_Source document_

* * * * *

Sunday, March 28, 2010

Brush Cleaner

I'm a cynic in general and especially when it comes to rave product testimonials. I always wonder if the person's a paid shill or getting a kickback. Still, late last year I was cruising the interwebs and came across a post on caring for your brushes.

Now after ruining my first few brush sets, I picked up the normal care stuff like cleaning and rinsing as I go, cleaning with a bit of soap at the end of the day, storing them so that the tips don't get smooshed... all that. But I'll admit, over the years I've mainly bought GW brushes. Their drybrushes are pretty nice and the normal ones aren't that bad. Even better, they're readily available and not too expensive. So if one died, it wasn't any big deal. While "art store" brushes might be nicer or hold a point longer, the costs never balanced out. They would be three times the price to only get twice the longevity. So I only bothered with a nicer brand for my detailing brush.

* * * * *

_Supplied data_
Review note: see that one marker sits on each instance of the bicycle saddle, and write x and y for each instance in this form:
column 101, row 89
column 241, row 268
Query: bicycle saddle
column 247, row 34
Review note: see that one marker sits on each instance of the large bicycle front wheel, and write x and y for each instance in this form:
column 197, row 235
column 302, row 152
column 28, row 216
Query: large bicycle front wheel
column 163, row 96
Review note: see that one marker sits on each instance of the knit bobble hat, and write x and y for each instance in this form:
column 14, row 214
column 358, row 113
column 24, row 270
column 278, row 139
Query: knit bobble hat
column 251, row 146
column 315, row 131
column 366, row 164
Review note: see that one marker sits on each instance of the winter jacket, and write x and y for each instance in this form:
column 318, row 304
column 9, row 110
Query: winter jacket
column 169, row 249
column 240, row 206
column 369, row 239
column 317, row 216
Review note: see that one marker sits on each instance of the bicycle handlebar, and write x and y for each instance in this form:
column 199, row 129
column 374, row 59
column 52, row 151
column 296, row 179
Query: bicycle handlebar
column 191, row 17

* * * * *

_Problem requirements_
Rewrite the passage of the brush cleaner post from "I'm a cynic" up to and including "for your brushes.", changing "cynic" to "skeptic".

_Finished task_
I'm a skeptic in general and especially when it comes to rave product testimonials. I always wonder if the person's a paid shill or getting a kickback. Still, late last year I was cruising the interwebs and came across a post on caring for your brushes.